_本文抜粋_
-.-.-

旧庁舎の時は左に少女、右に少年、という配置だった「真心」像
ところで、市役所庁舎前の『真心』は、少年像と少女像、2体で一対となっています。少女は左手に花を、少年は右手に鳩を持っています。この2体が旧庁舎前にあったときには、向って左に少女、向って右に少年となっていました。
ですから、庁舎を中心として大きな三角形が構成されていたわけですね。
新庁舎では少女が右、少年が左、と左右あべこべの配置にされてしまった
ところが、新市庁舎が出来上がり、『真心』が移設されてみたら、何と少女が右、少年が左になってしまいました。
新庁舎に移設するのに、舟越家の立ち会いを求めなかったのでしょうね。
「著作権の同一性保持権」違反で処罰を受けるところだった習志野市
ことは単なる飾り物ではなく、有名彫刻家の芸術作品です。また、銅像という物体の所有権は習志野市にあるのでしょうが、作品の著作権は舟越家が保留していると思われます。「著作者の同一性保持権」といって、著作者の意に反して著作物や題名を勝手に変更することはできません。違反すると3年以下の懲役または3百万円以下の罰金 (著作権法119条)に処されてしまいます(但し、親告罪。つまり著作者の告発を待って処罰される)。
2体一対で『真心』という一つの芸術作品。その並べ方も当然、作品を構成しているわけですから、「まちかどに芸術を」と言うならば、市はもっと慎重に対応すべきでしたね。
*駒込大観音事件 東京・文京区にある高さ8メートルの駒込大観音は江戸の昔から広く知られていたが、東京大空襲で焼失した。観音像の再建を考えた寺は仏師Aに製作を依頼、大観音は平成5年に再建された。ところが、観音像の顔が気に入らないと考えた寺はその後、別の仏師Bに依頼して頭部をすげ替えた。これを知った仏師A側が同一性保持権の侵害を主張して裁判に及んだ、という事件。
今は「メンテナンス中」。舟越家に怒られた?
今は、下の写真のように「真心」像が2つとも撤去され、「只今メンテナンス中」の札がかかっています。舟越家に怒られて、像を元の配置に戻すんでしょうか?
(編集部注:現在は正しい位置に置かれています)
習志野市民の財産、もっと大切に
市民の払った税金を彫刻などに使わないで、もっと市民生活に還元すべきだ、といった声もよく耳にします。しかし、わざわざ美術館に行かないと芸術に触れられないというのではなく、散歩の途中に心豊かになれるということは、習志野市民の財産として、もっと大切にしてもよいのではないでしょうか。
舟越氏の彫刻リストに載っていない2つの像
舟越桂の2作品
南口の『踊り手』。台座には「昭和55年度学区緑化推進事業」
北口の『空を見上げる青年』。制作年など不明。
は、舟越桂氏公式サイト
https://www.katsurafunakoshi.com/list_top/index.html
の彫刻リストを見ても出ていません。
但し、舟越さんの彫刻リストは「楠の木彫」ばかりなので、津田沼の作品は素材に楠を見出す前の、初期の(不本意な?)作品なのかも知れませんね。
舟越保武 袖ヶ浦体育館の『歌暁風』については、こちらのブログによると、
盛岡にも同じ像があるらしい。

-.-.-

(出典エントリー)
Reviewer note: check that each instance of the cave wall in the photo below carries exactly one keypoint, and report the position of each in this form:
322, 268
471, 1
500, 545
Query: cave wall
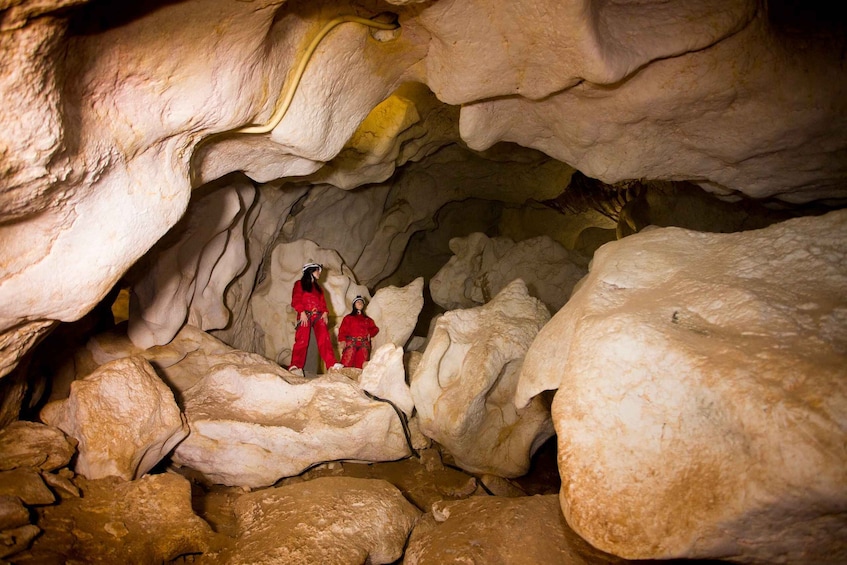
107, 108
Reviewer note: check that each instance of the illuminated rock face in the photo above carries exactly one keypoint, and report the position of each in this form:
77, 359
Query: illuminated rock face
702, 394
100, 123
464, 385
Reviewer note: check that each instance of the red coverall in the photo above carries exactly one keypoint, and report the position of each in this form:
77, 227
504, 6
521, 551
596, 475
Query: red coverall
355, 333
314, 304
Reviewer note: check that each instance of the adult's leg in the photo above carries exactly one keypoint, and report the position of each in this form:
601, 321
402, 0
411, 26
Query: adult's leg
301, 345
324, 344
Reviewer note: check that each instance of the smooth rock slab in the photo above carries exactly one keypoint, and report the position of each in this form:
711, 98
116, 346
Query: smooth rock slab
528, 530
123, 416
337, 520
702, 402
252, 425
482, 266
149, 520
465, 383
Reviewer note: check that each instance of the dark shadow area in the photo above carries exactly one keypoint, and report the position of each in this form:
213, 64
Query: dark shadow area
101, 15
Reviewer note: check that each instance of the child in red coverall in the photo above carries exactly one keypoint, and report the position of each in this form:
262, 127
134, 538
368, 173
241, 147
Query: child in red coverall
355, 334
307, 298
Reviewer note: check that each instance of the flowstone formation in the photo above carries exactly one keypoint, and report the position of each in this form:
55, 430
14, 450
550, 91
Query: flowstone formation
140, 151
464, 384
702, 394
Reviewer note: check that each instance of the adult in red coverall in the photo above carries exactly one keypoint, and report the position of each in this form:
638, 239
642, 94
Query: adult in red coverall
355, 335
307, 298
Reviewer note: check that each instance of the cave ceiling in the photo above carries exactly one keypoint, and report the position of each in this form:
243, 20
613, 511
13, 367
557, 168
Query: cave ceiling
114, 114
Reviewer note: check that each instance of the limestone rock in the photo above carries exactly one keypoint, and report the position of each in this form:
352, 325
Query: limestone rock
184, 277
465, 383
26, 484
98, 411
482, 266
395, 312
528, 530
13, 513
149, 520
337, 520
252, 425
32, 444
702, 394
263, 225
385, 377
17, 539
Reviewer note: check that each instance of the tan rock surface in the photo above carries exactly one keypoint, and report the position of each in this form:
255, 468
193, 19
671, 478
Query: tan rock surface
32, 444
337, 520
145, 521
529, 530
252, 425
702, 394
465, 383
98, 411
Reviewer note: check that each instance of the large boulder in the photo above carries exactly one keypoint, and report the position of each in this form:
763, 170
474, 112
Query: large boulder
124, 417
527, 530
339, 520
464, 385
185, 276
384, 376
254, 423
114, 521
271, 301
703, 393
395, 311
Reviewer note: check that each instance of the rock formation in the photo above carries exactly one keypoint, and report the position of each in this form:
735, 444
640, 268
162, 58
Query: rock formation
519, 531
465, 383
123, 416
483, 266
327, 520
701, 394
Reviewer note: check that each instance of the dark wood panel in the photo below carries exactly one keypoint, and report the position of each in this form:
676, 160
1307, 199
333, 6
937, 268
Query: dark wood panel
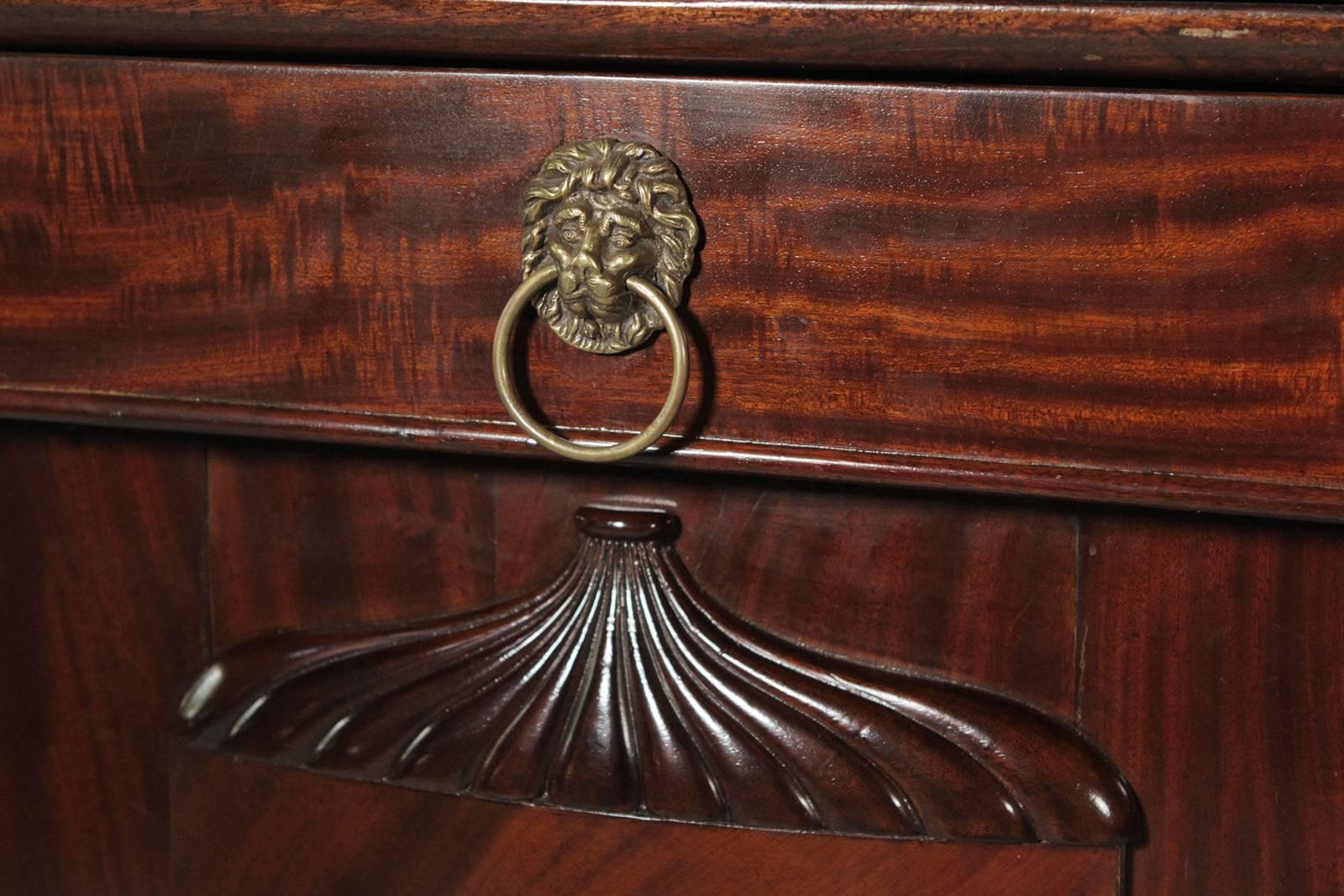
622, 687
101, 618
1213, 674
304, 537
316, 836
1250, 43
1085, 285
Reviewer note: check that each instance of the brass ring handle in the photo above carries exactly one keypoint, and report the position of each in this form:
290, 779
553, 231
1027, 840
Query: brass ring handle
521, 298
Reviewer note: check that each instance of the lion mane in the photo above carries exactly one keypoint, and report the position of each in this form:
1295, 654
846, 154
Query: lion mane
638, 174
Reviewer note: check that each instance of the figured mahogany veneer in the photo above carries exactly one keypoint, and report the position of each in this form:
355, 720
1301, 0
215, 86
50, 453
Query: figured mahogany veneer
1061, 291
622, 687
1240, 42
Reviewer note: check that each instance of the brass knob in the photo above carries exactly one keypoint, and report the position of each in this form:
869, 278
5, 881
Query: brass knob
608, 244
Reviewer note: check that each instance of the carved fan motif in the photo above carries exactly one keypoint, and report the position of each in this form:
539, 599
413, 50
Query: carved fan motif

-.-.-

習志野市の『真心』像をはじめとする彫刻についての文章を、最後の文の後から書き継いでください。

_結果_
「盛岡の《青年》は1983年7月16日に盛岡駅前の中央緑地帯に設置されたもので(駅前再開発のため、後に現在地マリオスロード下広場に移設)、もともとは1973年作を手直ししたものとのこと(『舟越保武 まなざしの向こうに』[2014.10・求龍堂]所収の年譜による)。」
と書いてあります。ということは、「1973年作」が「歌暁風」で、不本意なので10年後に手直しして盛岡に再設置した、ということでしょうね。
袖ケ浦体育館前の「歌暁風」(左)と盛岡の「青年」(右)
ともかく、全国的に人気の高い舟越父子の作品なので、こうして他所から見に来てブログに書く人もいます。あまりみっともないことをやっていると、文教住宅都市・習志野、またまた天下の笑い者になるでしょうね。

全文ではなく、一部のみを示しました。